Task statement: Leaving out the pictures, restate each record below word for word.

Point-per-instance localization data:
= = = = = = =
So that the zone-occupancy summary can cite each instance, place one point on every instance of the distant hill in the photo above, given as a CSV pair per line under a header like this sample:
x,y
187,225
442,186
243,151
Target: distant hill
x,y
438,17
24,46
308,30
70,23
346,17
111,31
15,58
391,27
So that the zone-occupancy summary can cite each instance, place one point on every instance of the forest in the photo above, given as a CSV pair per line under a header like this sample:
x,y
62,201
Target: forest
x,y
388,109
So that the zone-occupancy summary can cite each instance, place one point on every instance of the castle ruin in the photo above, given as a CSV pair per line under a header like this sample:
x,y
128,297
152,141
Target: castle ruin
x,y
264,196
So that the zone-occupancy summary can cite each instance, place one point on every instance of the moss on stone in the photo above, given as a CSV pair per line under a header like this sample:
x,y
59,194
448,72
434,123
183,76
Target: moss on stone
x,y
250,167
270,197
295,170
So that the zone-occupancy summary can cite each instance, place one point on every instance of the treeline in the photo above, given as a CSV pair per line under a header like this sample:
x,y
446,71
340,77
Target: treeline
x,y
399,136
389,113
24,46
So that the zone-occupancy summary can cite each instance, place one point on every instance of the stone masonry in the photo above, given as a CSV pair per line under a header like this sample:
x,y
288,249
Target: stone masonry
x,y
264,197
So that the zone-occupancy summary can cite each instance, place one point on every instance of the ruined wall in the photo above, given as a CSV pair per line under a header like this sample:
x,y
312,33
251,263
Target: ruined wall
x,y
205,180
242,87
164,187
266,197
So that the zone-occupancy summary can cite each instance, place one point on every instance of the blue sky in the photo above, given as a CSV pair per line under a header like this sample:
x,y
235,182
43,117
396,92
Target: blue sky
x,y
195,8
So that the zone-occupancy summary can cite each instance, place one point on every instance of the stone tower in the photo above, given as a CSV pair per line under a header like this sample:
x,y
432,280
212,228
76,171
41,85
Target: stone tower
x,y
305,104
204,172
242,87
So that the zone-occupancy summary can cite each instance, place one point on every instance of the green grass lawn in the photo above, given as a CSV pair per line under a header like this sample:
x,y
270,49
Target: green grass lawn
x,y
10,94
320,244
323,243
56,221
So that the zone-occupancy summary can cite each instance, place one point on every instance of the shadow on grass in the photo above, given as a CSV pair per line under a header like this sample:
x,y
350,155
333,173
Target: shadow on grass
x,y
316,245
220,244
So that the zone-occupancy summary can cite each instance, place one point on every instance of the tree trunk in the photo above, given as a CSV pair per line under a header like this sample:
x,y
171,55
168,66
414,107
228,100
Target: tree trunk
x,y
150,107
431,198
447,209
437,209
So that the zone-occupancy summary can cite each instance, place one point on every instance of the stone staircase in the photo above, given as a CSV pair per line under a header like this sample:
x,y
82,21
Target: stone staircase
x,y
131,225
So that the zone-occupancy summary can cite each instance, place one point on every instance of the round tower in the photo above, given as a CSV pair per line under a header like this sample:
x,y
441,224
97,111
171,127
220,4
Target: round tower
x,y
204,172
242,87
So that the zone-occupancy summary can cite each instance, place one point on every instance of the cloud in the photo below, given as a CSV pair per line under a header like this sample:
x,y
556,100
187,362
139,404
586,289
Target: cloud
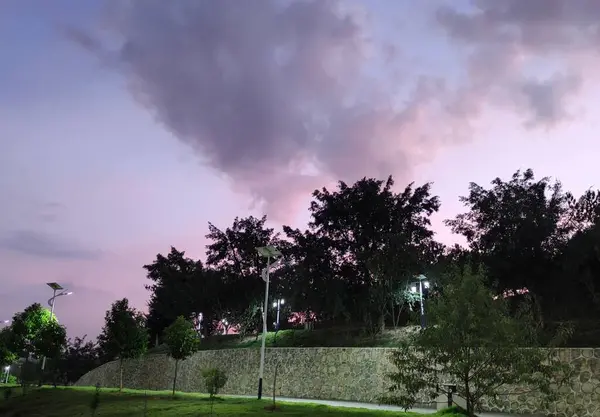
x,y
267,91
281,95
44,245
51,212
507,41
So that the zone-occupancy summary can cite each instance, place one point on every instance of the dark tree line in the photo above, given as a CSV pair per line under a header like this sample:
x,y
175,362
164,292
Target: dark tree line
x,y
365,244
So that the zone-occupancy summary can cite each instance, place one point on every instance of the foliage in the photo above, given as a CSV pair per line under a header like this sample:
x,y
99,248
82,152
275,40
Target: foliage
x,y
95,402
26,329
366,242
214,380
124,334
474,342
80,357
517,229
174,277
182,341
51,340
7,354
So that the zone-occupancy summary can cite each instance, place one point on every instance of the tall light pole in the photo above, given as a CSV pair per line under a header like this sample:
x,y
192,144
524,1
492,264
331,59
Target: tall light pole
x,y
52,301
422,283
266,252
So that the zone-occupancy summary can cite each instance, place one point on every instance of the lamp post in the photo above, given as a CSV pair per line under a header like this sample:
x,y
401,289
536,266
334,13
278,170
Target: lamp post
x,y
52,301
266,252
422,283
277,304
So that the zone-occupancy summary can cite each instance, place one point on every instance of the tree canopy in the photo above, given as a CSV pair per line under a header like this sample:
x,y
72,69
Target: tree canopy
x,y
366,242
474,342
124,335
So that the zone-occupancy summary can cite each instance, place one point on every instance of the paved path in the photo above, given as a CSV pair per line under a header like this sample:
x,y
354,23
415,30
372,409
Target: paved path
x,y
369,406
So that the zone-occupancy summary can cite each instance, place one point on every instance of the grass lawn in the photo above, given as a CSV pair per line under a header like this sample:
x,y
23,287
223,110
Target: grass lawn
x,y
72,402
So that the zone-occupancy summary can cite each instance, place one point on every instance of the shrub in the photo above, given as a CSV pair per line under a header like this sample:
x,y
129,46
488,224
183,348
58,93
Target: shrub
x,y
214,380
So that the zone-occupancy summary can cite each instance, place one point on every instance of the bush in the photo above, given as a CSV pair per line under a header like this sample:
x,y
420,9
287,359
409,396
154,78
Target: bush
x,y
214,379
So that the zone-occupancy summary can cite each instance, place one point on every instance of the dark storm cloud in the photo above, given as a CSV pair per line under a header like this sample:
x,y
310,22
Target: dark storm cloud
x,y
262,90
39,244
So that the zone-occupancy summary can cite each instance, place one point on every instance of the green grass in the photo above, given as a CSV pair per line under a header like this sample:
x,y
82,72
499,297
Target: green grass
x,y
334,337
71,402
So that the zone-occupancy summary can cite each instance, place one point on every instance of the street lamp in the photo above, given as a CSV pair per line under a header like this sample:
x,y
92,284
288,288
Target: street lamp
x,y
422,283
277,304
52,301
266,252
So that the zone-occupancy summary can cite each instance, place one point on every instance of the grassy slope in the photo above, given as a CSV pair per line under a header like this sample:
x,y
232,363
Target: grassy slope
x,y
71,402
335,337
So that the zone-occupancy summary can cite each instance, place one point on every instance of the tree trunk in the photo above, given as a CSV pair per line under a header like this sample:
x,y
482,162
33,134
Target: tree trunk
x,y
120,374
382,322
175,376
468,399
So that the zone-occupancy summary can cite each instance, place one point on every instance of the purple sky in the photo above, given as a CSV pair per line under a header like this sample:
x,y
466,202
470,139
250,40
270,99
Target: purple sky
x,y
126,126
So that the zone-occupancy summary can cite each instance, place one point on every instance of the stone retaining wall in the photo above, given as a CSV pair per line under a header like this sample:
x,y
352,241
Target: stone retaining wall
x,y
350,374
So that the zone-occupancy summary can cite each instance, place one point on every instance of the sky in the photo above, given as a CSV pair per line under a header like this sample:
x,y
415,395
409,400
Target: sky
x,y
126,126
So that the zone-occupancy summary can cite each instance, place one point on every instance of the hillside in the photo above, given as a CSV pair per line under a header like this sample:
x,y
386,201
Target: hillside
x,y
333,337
= = = = = = =
Response area:
So that the zone-occupancy summary can cite each instance, place one point on every instance of the distant hill in the photo above, given as a CSV pair per line under a header like this sample:
x,y
187,225
442,186
243,151
Target: distant hill
x,y
438,17
24,46
308,30
70,23
346,17
111,31
15,58
391,27
So that the zone-occupancy summary can cite each instance, place one point on every instance of the forest in the photo above, given as a CSV pair per line under a header like this sample:
x,y
62,201
Target: forest
x,y
388,109
So that the zone-occupancy summary can cite each instance, place one point on every instance of the castle ruin in the photo above, given as a CSV pair per line under a header like this sample:
x,y
128,297
152,141
Target: castle ruin
x,y
264,196
So that the zone-occupancy summary can cite each instance, place one point on every instance of the moss on stone in the photo above, given as a CSV pair per line under a header like this sample:
x,y
59,194
448,72
434,123
183,76
Target: moss on stone
x,y
250,167
270,197
295,170
So that the zone-occupancy summary can cite each instance, place one point on every instance of the treeline in the photo above, given as a CSV pair per line under a header like this sample:
x,y
446,71
340,77
Target: treeline
x,y
399,136
389,113
24,46
So that the zone-occupancy summary can cite each instance, place one point on every instance of the stone masonry in the photo above, given as a CSV pair per line under a header like this sample:
x,y
288,249
Target: stone masonry
x,y
264,197
So that the zone-occupancy summary can cite each instance, place one point on every instance of the ruined wall in the photo above, given as a CSV pair per line under a header like this sample:
x,y
312,33
251,263
Target: ruined wall
x,y
205,180
242,87
164,187
266,197
So that the zone-occupancy summary can cite each instance, place one point on every instance of the blue sky in the photo above, given as a CSV pair per line under a header like this sample:
x,y
235,182
43,117
396,92
Target: blue sky
x,y
195,8
So that the zone-occupancy summary can cite each instance, place one point on every instance of the stone tower in the photo above, given as a CSV pair per line under a header like this sample:
x,y
432,280
212,228
76,171
41,85
Target: stone tower
x,y
305,104
204,172
242,87
So that the zone-occupancy summary can cite each instance, place one point on every instance of the green grass lawn in the photo above, given as a CSV pair per line under a header like this sample:
x,y
270,49
Target: green grass lawn
x,y
10,94
320,244
323,243
56,221
So that the zone-occupancy summary can cite each instance, place one point on every instance of the shadow on grass in the photo above, given as a CSV pair per line under a header like this sample:
x,y
350,155
333,173
Target: shadow on grass
x,y
316,245
220,244
So that the zone-occupancy summary can cite each instance, place one point on every instance of the tree trunk in the photo above, given as a CSV pair per line under a header like this sample:
x,y
171,55
168,66
414,107
228,100
Target: tree trunk
x,y
150,107
431,198
447,209
437,209
So that the zone-occupancy summary can cite each instance, place one point on every instance of the stone staircase in the photo above, given as a CSV pair per line under a header like this sample:
x,y
82,21
Target: stone staircase
x,y
131,225
So that the zone-occupancy summary can cite each instance, place one point on every instance of the round tower in the photo above, given as a CSV pair per line under a header like this sample:
x,y
441,224
97,111
171,127
220,4
Target: round tower
x,y
204,172
242,87
So that the zone-occupancy summary can cite each instance, place one point on every instance of the cloud in the photo below, given as a CSV pair per line under a header like this sample:
x,y
556,100
187,362
139,404
586,289
Target: cloud
x,y
267,91
281,95
44,245
51,212
507,41
So that the zone-occupancy summary can cite each instance, place one point on every instance of the dark tree line in the photo above, given as a CSV pair per line under a header like this sample:
x,y
175,362
164,292
Target: dark tree line
x,y
365,244
So that the zone-occupancy summary can cite each instance, place one point on every instance of the foliage in the photo above, given as a CSV pair per line under a header like this sample:
x,y
99,248
82,152
275,40
Target: foliage
x,y
95,402
26,329
366,242
214,380
124,334
474,342
80,357
517,229
174,277
182,341
51,340
7,354
So that the zone-occupancy summary can cite each instance, place one point on every instance of the tall light pole in the photo above, given as a CSV pair per line under a header like this sample:
x,y
192,144
524,1
492,264
331,59
Target: tall light pole
x,y
52,301
422,283
266,252
So that the zone-occupancy summary can cite each instance, place one point on every instance of the lamp post in the photo above, given as a CSV pair per line under a header like this sample:
x,y
401,289
536,266
334,13
278,170
Target: lamp post
x,y
52,301
266,252
422,283
277,304
So that the zone-occupancy summary can cite each instance, place one point on every instance of the tree canopy in the photo above, given as a CSV pair per line under a header like this sample:
x,y
72,69
Target: tree canopy
x,y
366,242
474,342
124,335
So that the zone-occupancy summary can cite each instance, place one point on every instance of the paved path in the photo above, given as a CSV pair per line under a header like this sample:
x,y
354,23
415,30
372,409
Target: paved path
x,y
369,406
So that the zone-occupancy summary can cite each instance, place one point on every instance of the grass lawn in the photo above, given as a CSV pair per line under a header like this sample:
x,y
23,287
223,110
Target: grass lawn
x,y
72,402
So that the zone-occupancy summary can cite each instance, place one point on every instance of the shrub in the photo above, given as a CSV pair per line under a header like this sample:
x,y
129,46
488,224
183,348
58,93
Target: shrub
x,y
214,380
So that the zone-occupancy summary can cite each instance, place one point on every instance of the bush in the photo above, given as a CSV pair per line under a header like this sample:
x,y
420,9
287,359
409,396
154,78
Target: bush
x,y
214,379
So that the zone-occupancy summary can cite each instance, place one point on every instance of the dark storm cloud in the photo above, given as a CSV pair per line under a header like this sample:
x,y
310,22
Target: dark storm cloud
x,y
262,90
39,244
So that the zone-occupancy summary can cite each instance, place one point on every instance of the green grass in the photo above, given as a CSV pair per line under a header like this sample:
x,y
82,72
499,297
Target: green grass
x,y
334,337
71,402
So that the zone-occupancy summary can cite each instance, place one point on every instance of the street lamp in the photo above, given as a CSV pair per line under a header like this sample:
x,y
92,284
288,288
Target: street lamp
x,y
422,283
277,304
52,301
266,252
So that the zone-occupancy summary can cite each instance, place one point on every instance of the grassy slope in the photo above, given as a CSV pair per line under a header like this sample:
x,y
232,363
Target: grassy slope
x,y
71,402
335,337
So that the zone-occupancy summary can cite each instance, place one point on every instance of the tree trunk in the photo above, given as a CSV pair per line under a header like this sample:
x,y
482,162
33,134
Target: tree trunk
x,y
120,374
382,322
175,376
468,399
So that the zone-occupancy summary can cite each instance, place one point on every instance of the purple sky in the photo above, given as a CSV pair per line under a header like this sample:
x,y
466,202
470,139
250,40
270,99
Target: purple sky
x,y
126,126
So that the zone-occupancy summary can cite each instance, place one point on every instance of the stone retaining wall in the photo above, given as a CSV pair per line under a header like this sample:
x,y
352,241
Target: stone retaining wall
x,y
350,374
So that the zone-occupancy summary can cite each instance, place one point on every instance of the sky in the photo above, given as a CSV pair per line under a header like this sample:
x,y
415,395
409,400
Target: sky
x,y
126,126
So that the zone-occupancy summary can cite each instance, place one point on every instance of the hillside in the photo above, given as a CSV pair per line under a header like this sample:
x,y
386,201
Target: hillside
x,y
333,337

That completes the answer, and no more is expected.